An atom is an unsigned integer of any size. (It may be fruitful for you to think of an atom as being like a Gödel number or a binary machine value.) Since all values are ultimately (collections of) integers, we need a way to tell different “kinds” (or applications) of integers apart.

Atoms have tags called auras which can be used coercively or noncoercively to represent single-valued data. In other words, an aura is a bit of metadata Hoon attaches to a value which tells Urbit how you intend to use a number. The default aura for a value is @ud, unsigned decimal, but of course there are many more. Aura operations are extremely convenient for converting between representations. They are also used to enforce type constraints on atoms in expressions and gates.

★ ★ ★ ★ ★ ★ ★

▸ YOUR TASKS:
1. Answer these from the passage on Hoon atoms and auras:
(a) How does the passage define an atom?
(b) What is the default aura for a value?
(c) Besides converting between representations, what are aura operations used for?
2. Write the next part of the passage on Hoon atoms and auras, picking up after its last sentence.

[Stored entries]
★ ★ ★ ★ ★ ★ ★

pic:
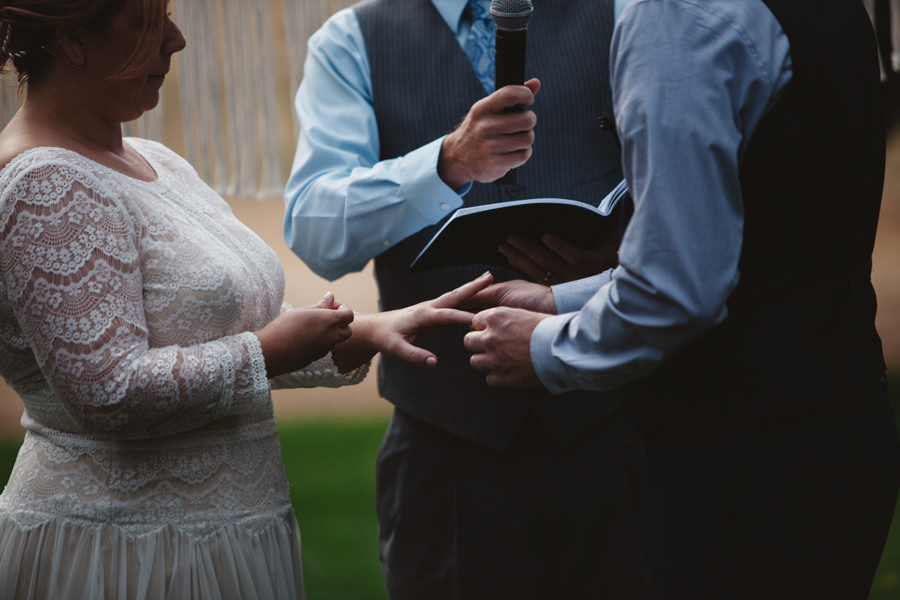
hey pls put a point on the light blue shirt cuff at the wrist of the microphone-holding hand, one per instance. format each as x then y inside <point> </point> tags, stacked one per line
<point>423,188</point>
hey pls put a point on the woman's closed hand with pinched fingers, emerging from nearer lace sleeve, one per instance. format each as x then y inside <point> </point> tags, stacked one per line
<point>301,335</point>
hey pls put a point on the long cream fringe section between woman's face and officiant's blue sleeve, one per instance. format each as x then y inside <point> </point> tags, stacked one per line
<point>228,100</point>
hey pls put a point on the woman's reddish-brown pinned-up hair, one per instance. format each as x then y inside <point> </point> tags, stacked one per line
<point>30,28</point>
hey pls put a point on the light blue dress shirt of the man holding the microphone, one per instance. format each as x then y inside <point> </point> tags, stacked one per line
<point>344,206</point>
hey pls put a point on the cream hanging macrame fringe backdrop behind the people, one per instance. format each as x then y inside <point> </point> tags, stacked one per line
<point>228,109</point>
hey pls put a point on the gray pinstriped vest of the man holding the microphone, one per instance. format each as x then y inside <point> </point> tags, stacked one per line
<point>423,86</point>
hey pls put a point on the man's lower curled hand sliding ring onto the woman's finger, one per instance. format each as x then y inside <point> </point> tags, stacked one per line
<point>501,341</point>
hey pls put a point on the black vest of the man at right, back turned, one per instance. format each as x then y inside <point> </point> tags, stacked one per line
<point>800,333</point>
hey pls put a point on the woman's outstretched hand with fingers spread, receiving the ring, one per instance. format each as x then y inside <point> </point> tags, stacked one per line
<point>395,332</point>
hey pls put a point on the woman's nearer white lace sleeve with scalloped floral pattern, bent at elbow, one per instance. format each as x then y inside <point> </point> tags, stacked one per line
<point>69,257</point>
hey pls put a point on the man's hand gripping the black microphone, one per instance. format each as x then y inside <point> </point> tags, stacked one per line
<point>490,142</point>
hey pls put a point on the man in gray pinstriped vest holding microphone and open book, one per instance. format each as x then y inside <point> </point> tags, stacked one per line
<point>481,493</point>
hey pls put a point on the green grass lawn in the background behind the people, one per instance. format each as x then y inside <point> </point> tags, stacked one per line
<point>330,465</point>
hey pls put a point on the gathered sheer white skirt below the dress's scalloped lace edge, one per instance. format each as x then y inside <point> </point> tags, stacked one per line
<point>64,561</point>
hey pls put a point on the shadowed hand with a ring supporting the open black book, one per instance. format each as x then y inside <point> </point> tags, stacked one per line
<point>557,261</point>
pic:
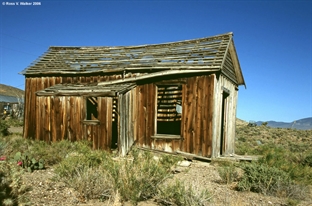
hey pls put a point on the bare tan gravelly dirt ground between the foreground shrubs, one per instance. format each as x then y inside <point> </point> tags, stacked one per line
<point>44,191</point>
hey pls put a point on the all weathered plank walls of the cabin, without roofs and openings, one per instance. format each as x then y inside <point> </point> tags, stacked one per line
<point>54,118</point>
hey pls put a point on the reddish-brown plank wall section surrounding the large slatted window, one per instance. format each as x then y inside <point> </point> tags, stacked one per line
<point>196,124</point>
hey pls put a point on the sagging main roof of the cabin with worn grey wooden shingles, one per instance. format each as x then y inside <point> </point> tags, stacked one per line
<point>198,54</point>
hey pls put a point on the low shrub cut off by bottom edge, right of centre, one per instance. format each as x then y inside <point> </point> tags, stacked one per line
<point>178,193</point>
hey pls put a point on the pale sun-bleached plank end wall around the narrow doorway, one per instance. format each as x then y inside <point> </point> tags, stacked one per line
<point>231,116</point>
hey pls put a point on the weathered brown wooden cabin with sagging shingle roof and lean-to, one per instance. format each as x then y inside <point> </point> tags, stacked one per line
<point>174,97</point>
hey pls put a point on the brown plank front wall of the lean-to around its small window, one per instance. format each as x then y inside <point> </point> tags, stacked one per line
<point>63,118</point>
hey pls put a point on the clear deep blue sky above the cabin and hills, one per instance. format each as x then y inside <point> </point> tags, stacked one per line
<point>273,40</point>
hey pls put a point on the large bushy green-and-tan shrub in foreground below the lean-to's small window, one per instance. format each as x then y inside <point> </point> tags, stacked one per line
<point>86,171</point>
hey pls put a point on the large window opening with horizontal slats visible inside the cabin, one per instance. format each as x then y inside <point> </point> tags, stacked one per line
<point>169,109</point>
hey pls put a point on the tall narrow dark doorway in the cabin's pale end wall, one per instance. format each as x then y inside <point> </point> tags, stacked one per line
<point>223,133</point>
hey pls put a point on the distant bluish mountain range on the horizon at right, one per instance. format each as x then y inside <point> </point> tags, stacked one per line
<point>302,124</point>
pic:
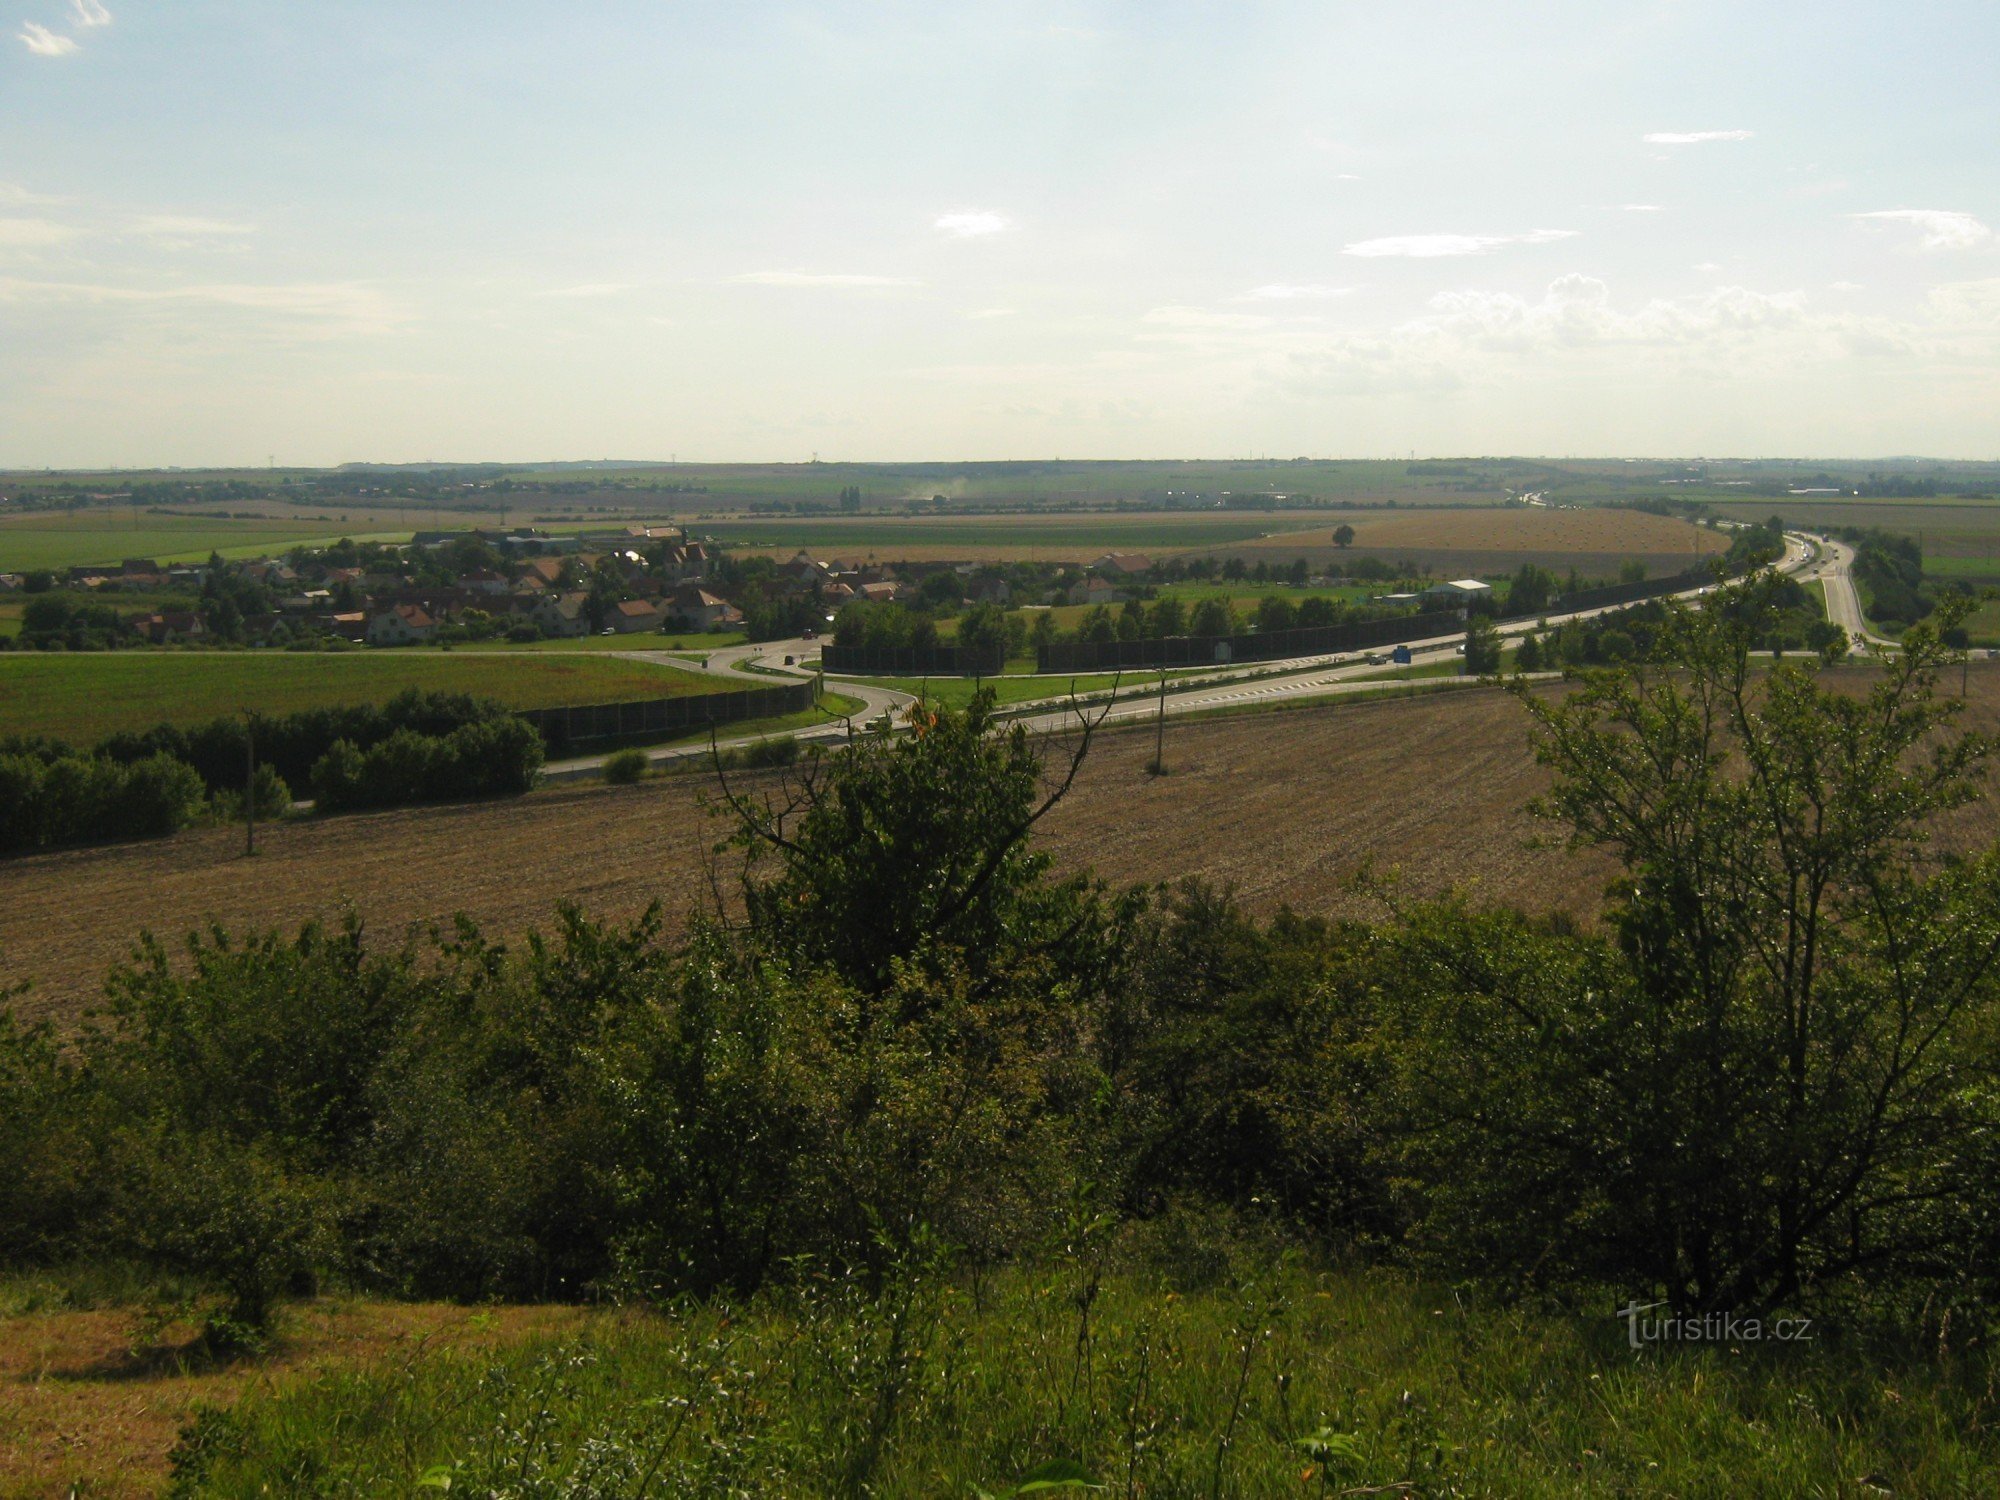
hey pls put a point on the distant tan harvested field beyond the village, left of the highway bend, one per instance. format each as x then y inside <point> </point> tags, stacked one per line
<point>1481,543</point>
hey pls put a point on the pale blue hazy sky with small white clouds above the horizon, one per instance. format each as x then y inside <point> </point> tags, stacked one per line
<point>247,231</point>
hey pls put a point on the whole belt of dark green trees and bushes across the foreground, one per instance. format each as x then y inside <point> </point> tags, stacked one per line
<point>1767,1083</point>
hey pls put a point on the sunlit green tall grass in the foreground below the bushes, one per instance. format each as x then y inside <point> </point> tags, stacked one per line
<point>1289,1383</point>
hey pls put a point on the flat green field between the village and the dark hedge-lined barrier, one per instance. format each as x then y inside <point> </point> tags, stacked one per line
<point>85,697</point>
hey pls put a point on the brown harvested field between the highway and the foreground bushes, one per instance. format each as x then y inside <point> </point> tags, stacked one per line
<point>1285,805</point>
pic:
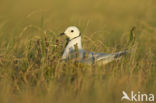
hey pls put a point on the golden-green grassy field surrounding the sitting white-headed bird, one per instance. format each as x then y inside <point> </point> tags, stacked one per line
<point>30,67</point>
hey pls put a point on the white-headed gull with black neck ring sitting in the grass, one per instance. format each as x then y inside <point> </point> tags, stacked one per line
<point>74,43</point>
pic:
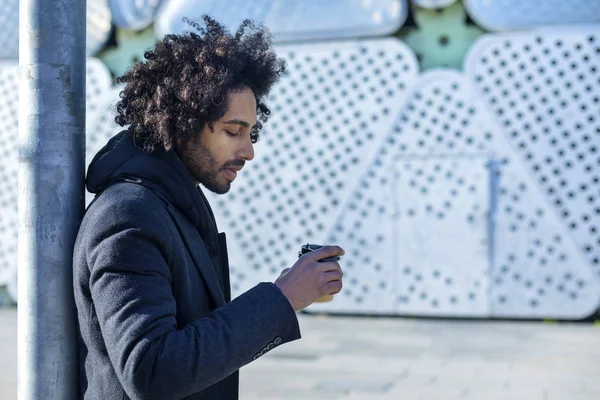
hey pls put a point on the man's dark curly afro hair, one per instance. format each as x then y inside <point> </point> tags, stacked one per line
<point>186,80</point>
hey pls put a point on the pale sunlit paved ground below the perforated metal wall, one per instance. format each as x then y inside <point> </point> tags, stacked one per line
<point>407,359</point>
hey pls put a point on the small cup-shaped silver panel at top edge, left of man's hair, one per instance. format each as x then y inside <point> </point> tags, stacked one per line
<point>133,14</point>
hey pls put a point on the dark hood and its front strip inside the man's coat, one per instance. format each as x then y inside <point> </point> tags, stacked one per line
<point>164,173</point>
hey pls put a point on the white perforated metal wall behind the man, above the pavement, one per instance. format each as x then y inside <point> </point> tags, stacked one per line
<point>454,194</point>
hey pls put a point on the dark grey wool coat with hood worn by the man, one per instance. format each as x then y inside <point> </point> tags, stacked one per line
<point>151,287</point>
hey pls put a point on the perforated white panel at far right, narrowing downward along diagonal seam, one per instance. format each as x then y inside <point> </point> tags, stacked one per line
<point>543,89</point>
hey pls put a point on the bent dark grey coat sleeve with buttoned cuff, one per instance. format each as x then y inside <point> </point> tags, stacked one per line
<point>128,252</point>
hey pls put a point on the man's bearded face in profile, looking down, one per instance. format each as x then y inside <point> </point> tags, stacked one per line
<point>215,158</point>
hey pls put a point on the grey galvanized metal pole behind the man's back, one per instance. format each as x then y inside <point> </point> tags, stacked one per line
<point>51,197</point>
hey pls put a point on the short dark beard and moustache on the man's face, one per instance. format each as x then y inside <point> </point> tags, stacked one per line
<point>204,168</point>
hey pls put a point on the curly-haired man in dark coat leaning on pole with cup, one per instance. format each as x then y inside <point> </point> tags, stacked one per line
<point>151,275</point>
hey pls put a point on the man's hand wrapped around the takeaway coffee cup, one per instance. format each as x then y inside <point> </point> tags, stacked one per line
<point>309,279</point>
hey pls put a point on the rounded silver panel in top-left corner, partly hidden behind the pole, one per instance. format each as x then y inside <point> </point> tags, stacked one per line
<point>98,27</point>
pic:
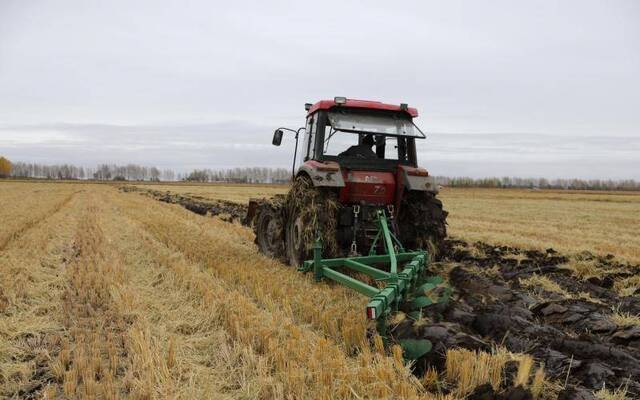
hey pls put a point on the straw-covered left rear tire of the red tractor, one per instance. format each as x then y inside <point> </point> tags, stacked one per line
<point>311,212</point>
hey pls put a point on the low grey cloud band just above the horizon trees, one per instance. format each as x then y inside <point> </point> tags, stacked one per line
<point>234,143</point>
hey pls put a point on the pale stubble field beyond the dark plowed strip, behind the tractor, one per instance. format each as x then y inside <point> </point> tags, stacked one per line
<point>600,222</point>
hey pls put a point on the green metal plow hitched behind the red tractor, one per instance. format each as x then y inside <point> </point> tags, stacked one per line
<point>410,288</point>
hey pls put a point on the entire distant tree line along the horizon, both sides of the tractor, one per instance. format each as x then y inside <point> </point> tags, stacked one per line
<point>134,172</point>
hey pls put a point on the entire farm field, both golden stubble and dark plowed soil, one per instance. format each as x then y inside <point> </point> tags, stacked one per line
<point>112,294</point>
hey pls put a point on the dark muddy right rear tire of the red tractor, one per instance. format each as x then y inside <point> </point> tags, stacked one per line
<point>423,222</point>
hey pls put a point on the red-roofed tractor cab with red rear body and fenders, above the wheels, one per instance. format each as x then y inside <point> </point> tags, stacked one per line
<point>365,149</point>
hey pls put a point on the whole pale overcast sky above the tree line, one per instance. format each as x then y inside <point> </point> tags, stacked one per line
<point>535,88</point>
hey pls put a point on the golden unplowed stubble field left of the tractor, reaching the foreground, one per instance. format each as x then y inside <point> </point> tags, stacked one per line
<point>111,295</point>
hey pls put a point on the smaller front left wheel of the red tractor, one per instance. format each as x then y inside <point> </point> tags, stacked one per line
<point>269,228</point>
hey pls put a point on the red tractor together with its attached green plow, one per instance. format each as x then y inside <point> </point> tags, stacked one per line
<point>358,202</point>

★ ★ ★ ★ ★ ★ ★

▸ SOLVED TASKS:
1.
(a) An unsigned integer of any size.
(b) @ud, unsigned decimal.
(c) Enforcing type constraints on atoms in expressions and gates.

2.
For instance, to a machine there is no fundamental difference between binary 0x11011001, decimal 217, and hexadecimal 0xD9. A human coder recognizes them as different encoding schemes and associates tacit information with each: an assembler instruction, an integer value, a memory address. Hoon offers two ways of designating values with auras: either directly by the input formatting of the number (such as 0b1101.1001) or using the irregular syntax @:

0b1101.1001
`@ud`0b1101.1001  :: yields 217
`@ux`0b1101.1001  :: yields 0xd9

Auras

Try the following auras. See if you can figure out how each one is behaving.

`@ud`0x1001.1111
`@ub`0x1001.1111
`@ux`0x1001.1111
`@p`0x1001.1111

`@ud`.1
`@ux`.1
`@ub`.1
`@sb`.1

`@p`0b1111.0000.1111.0000

`@ta`'hello'
`@ud`'hello'
`@ux`'hello'
`@uc`'hello'
`@sb`'hello'
`@rs`'hello'

The atom/aura system represents all simple data types in Hoon: dates, floating-point numbers, text strings, Bitcoin addresses, and so forth. Each value is represented in least-significant byte (LSB) order; for instance, a text string may be deconstructed as follows:

Urbit
'Urbit'
0b111.0100.0110.1001.0110.0010.0111.0010.0101.0101
0b111.0100 0b110.1001 0b110.0010 0b111.0010 0b101.0101
116 105 98 114 85 (ASCII characters)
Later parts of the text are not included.